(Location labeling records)

---

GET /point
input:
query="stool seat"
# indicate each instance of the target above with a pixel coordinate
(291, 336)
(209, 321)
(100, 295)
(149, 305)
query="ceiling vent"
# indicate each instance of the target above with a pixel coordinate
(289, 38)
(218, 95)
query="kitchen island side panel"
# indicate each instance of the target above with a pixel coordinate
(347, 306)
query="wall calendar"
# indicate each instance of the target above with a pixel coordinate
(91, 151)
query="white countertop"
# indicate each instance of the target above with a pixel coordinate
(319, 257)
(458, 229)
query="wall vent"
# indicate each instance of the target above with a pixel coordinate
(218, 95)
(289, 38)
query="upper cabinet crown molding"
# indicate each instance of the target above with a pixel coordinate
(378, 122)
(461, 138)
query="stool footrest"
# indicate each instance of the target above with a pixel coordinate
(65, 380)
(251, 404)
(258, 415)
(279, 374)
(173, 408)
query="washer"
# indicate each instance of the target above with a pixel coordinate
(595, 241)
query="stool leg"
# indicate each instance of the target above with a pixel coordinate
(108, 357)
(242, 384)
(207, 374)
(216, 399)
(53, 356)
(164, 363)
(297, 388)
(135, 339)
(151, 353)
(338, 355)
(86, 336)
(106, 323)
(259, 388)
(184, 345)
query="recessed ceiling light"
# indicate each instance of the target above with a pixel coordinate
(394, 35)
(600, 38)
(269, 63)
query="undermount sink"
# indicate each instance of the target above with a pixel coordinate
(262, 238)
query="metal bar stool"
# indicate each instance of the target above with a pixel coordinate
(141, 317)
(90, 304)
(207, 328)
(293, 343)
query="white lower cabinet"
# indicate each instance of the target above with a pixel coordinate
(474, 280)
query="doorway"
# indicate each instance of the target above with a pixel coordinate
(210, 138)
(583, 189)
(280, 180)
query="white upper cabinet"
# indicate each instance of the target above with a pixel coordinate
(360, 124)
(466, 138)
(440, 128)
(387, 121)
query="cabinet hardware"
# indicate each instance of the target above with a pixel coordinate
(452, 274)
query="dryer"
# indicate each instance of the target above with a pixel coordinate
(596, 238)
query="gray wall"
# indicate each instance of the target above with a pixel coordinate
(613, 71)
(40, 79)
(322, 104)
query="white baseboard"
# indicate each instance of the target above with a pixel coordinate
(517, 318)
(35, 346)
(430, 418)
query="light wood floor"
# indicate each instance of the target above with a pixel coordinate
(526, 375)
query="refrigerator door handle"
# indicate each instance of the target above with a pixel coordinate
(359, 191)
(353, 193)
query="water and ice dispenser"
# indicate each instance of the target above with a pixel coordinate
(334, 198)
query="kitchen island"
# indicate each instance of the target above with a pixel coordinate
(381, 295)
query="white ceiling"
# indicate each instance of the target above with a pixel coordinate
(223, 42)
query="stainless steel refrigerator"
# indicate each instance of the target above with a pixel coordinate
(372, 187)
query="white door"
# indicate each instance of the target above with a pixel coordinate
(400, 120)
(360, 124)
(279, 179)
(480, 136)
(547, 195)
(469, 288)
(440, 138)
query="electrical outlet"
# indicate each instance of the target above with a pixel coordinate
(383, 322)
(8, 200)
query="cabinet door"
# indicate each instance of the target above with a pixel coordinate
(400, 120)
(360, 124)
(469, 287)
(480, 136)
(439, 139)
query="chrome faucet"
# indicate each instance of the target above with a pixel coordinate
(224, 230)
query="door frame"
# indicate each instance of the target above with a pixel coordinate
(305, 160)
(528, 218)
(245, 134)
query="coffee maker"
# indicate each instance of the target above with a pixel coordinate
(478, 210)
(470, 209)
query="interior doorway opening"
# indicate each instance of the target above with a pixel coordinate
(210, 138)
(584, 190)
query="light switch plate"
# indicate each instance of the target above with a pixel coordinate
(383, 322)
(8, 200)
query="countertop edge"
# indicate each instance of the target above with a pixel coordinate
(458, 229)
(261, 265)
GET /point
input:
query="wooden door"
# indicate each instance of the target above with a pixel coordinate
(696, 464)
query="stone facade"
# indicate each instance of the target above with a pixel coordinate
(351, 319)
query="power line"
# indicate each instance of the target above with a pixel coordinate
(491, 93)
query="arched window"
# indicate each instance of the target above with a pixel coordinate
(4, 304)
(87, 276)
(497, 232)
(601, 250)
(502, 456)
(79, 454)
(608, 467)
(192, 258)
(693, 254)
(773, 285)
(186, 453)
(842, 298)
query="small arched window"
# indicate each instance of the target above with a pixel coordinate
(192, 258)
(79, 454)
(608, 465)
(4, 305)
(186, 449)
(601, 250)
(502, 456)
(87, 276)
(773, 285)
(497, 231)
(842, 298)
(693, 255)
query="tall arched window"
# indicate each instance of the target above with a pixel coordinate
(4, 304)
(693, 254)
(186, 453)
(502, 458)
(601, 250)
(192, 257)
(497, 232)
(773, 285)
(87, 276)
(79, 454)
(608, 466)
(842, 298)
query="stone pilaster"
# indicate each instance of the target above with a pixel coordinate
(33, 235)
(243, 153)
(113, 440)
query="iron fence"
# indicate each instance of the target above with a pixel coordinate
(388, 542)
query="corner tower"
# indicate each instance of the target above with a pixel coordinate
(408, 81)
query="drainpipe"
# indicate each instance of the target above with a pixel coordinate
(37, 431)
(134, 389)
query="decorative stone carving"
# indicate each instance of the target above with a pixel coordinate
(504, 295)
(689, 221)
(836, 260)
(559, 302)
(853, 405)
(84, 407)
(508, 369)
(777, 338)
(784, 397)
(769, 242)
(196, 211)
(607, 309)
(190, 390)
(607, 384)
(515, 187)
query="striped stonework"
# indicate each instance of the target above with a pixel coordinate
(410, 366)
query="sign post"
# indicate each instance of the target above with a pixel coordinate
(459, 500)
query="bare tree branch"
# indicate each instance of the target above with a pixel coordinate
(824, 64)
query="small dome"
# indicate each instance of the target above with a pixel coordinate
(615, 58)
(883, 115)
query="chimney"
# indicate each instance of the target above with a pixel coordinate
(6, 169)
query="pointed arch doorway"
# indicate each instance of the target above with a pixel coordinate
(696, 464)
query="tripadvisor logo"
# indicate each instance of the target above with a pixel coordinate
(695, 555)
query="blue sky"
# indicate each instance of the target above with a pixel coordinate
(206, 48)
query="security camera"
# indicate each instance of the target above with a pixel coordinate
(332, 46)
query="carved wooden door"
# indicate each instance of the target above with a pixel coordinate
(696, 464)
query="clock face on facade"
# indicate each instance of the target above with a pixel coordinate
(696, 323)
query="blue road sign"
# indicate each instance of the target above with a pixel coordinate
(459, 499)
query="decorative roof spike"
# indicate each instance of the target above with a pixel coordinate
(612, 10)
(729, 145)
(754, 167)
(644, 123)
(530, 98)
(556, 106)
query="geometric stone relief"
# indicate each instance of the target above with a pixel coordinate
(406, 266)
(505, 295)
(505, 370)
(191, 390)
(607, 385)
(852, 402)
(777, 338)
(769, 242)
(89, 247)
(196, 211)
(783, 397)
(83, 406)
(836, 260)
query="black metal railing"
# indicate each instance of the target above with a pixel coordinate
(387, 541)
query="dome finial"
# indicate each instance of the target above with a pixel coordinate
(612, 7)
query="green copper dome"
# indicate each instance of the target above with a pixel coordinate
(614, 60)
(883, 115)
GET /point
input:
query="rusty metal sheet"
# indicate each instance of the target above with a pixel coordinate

---

[What the task requires] Copy all the records above precisely.

[Task response]
GET /point
input:
query="stool seat"
# indicate each instance of the target above with a pixel coordinate
(291, 336)
(209, 321)
(100, 295)
(149, 305)
query="ceiling vent"
# indicate each instance of the target above with a pixel coordinate
(289, 38)
(218, 95)
query="kitchen island side panel"
# indicate each instance of the target above with a pixel coordinate
(347, 306)
query="wall calendar"
# indicate each instance of the target above with a pixel coordinate
(91, 151)
query="white countertop"
# indicate each instance of the target above with a pixel coordinate
(319, 257)
(458, 229)
query="wall vent"
# indicate each instance of the target above with a pixel coordinate
(218, 95)
(289, 38)
query="upper cabinet crown molding"
# indicate each instance of the target above with a pixel coordinate
(378, 122)
(461, 138)
query="stool footrest"
# indicate each instance of the target above with a pixel coordinate
(65, 380)
(251, 404)
(258, 415)
(279, 374)
(173, 408)
query="washer"
# indicate each instance of the target above with a pixel coordinate
(595, 241)
query="stool leg"
# indicate each instance of the target above with a pixel coordinate
(108, 357)
(242, 384)
(207, 374)
(216, 399)
(53, 356)
(164, 363)
(297, 388)
(135, 339)
(151, 353)
(338, 355)
(86, 336)
(106, 323)
(259, 388)
(184, 345)
query="recessed ceiling light"
# indicate each instance of the target above with a pixel coordinate
(394, 35)
(600, 38)
(269, 63)
query="undermount sink"
# indicate each instance of the target above with a pixel coordinate
(262, 238)
query="metal bar stool"
# indicate each instance of the target above with a pixel coordinate
(141, 317)
(90, 304)
(207, 328)
(293, 343)
query="white lower cabinet"
# indicate each instance of the target above with a pixel coordinate
(474, 280)
query="doorway"
# indicate each instance of the target above with a pixel coordinate
(210, 138)
(583, 189)
(280, 180)
query="white upper cabinet"
# indicate each instance of the target above with a pixel coordinate
(360, 124)
(466, 138)
(440, 128)
(387, 121)
query="cabinet hardware"
# indicate each instance of the target above with a pixel coordinate
(452, 274)
query="dryer"
# indicate each instance of the target above with a pixel coordinate
(596, 238)
query="gray wall"
# indicate each instance of the target above with a pixel coordinate
(613, 71)
(40, 79)
(322, 104)
query="white baseboard"
# indicate each instance of the target above with a pixel coordinate
(517, 318)
(35, 346)
(430, 418)
query="light wood floor"
# indicate each instance of the target above with a pixel coordinate
(526, 375)
query="refrigerator door handle"
# indicate each instance of the target above with a pixel coordinate
(359, 191)
(353, 193)
query="water and ice dispenser"
# indicate each instance of the target above with a pixel coordinate
(334, 198)
query="kitchen island"
# indicate each instance of the target above with a pixel coordinate
(381, 295)
query="white ceiling"
# indicate each instance of the target above with a pixel coordinate
(223, 42)
query="stainless steel refrigerator"
# indicate each instance of the target above with a pixel coordinate
(372, 187)
query="white door"
# indicate each instance of the target above with a pixel coordinate
(400, 120)
(360, 124)
(279, 179)
(480, 136)
(547, 195)
(469, 288)
(440, 138)
query="electrical outlet"
# indicate each instance of the target above with a pixel coordinate
(383, 322)
(8, 200)
query="cabinet door"
# indicate each instance of the target above with a pixel coordinate
(400, 120)
(360, 124)
(469, 287)
(480, 136)
(439, 139)
query="chrome faucet"
# indicate each instance of the target above with a pixel coordinate
(224, 230)
query="door frame"
# indicate each instance of the target above with a pixel coordinate
(305, 160)
(528, 218)
(245, 134)
query="coffee maker"
# indicate each instance of the target above with a pixel coordinate
(478, 210)
(470, 209)
query="interior doorway opening"
# indicate each instance of the target above with a pixel coordinate
(210, 138)
(584, 190)
query="light switch plate"
# indicate each instance of the target above with a pixel coordinate
(383, 322)
(8, 200)
query="countertop edge"
# indicate each instance of the target above with a pixel coordinate
(458, 229)
(261, 265)
GET /point
input:
query="wooden door"
# indicate each instance of the target above with a pixel coordinate
(696, 464)
query="stone facade"
# indicate each instance of the target above with a pixel coordinate
(351, 319)
query="power line"
# indicate each instance of the target above with a pixel coordinate
(491, 93)
query="arched window"
# indicate each instance of the target above with a pixel coordinate
(4, 304)
(87, 276)
(497, 232)
(601, 250)
(502, 456)
(79, 454)
(608, 467)
(192, 258)
(693, 254)
(773, 285)
(186, 453)
(842, 298)
query="small arched window"
# indicate each instance of the target above with a pixel coordinate
(192, 258)
(79, 454)
(608, 465)
(4, 305)
(186, 449)
(601, 250)
(502, 456)
(87, 276)
(773, 285)
(497, 231)
(842, 298)
(693, 255)
query="tall arched window"
# indicate each instance of the target above with a pixel coordinate
(4, 304)
(693, 254)
(186, 453)
(502, 458)
(601, 250)
(192, 257)
(497, 232)
(773, 285)
(87, 276)
(79, 454)
(608, 466)
(842, 298)
query="stone pilaster"
# indicate each instance of the target above with a pixel coordinate
(33, 235)
(243, 153)
(113, 440)
query="iron fence"
# indicate each instance of the target above with a pixel coordinate
(388, 542)
query="corner tower"
# indicate each instance of the target above with a pixel coordinate
(408, 81)
query="drainpipe"
# indicate each instance of the target above with a pixel coordinate
(37, 431)
(134, 389)
query="decorative stone carving"
# indicate each instance of the target above with a pixel coordinate
(504, 295)
(689, 221)
(836, 260)
(559, 302)
(853, 405)
(84, 407)
(508, 369)
(777, 338)
(784, 397)
(769, 242)
(196, 211)
(607, 309)
(190, 390)
(607, 384)
(515, 187)
query="striped stonework"
# indicate each instance of the target above with a pixel coordinate
(410, 366)
query="sign post"
# indicate each instance of the target above with a pixel coordinate
(459, 500)
query="bare tree branch"
# indicate each instance of the target above with a pixel coordinate
(824, 64)
query="small dome"
# indicate each instance of the target above with a pixel coordinate
(615, 58)
(883, 115)
query="chimney"
# indicate each instance of the target above with a pixel coordinate
(6, 169)
query="pointed arch doorway"
# indicate each instance of the target above with a pixel coordinate
(696, 464)
query="tripadvisor logo"
# indicate each instance of the target above with a pixel coordinate
(695, 555)
query="blue sky"
# indicate each instance of the target above with a pixel coordinate
(206, 48)
query="security camera"
# indicate each instance of the target above with a pixel coordinate
(332, 46)
query="carved wooden door"
# indicate each instance of the target above with a pixel coordinate
(696, 464)
query="clock face on facade"
# indicate each instance of the target above with a pixel coordinate
(696, 323)
query="blue road sign"
# indicate each instance of the target above with a pixel coordinate
(459, 499)
query="decorative roof spike"
# indicate each instance of the target above with a pixel coordinate
(612, 10)
(729, 145)
(754, 167)
(644, 123)
(530, 98)
(556, 106)
query="geometric stone relief"
# indicate each instance of the target above with a pixel coordinate
(406, 266)
(505, 295)
(505, 370)
(191, 390)
(607, 385)
(852, 402)
(777, 338)
(769, 242)
(89, 247)
(196, 211)
(783, 397)
(83, 406)
(836, 260)
query="black metal railing"
# indicate each instance of the target above with a pixel coordinate
(387, 541)
query="dome finial"
# indicate each instance of the target above with a pixel coordinate
(612, 7)
query="green copper dome"
# indicate each instance of the target above with a pixel coordinate
(614, 60)
(883, 115)
GET /point
input:
query="rusty metal sheet"
# indicate each instance of the target above with a pixel coordinate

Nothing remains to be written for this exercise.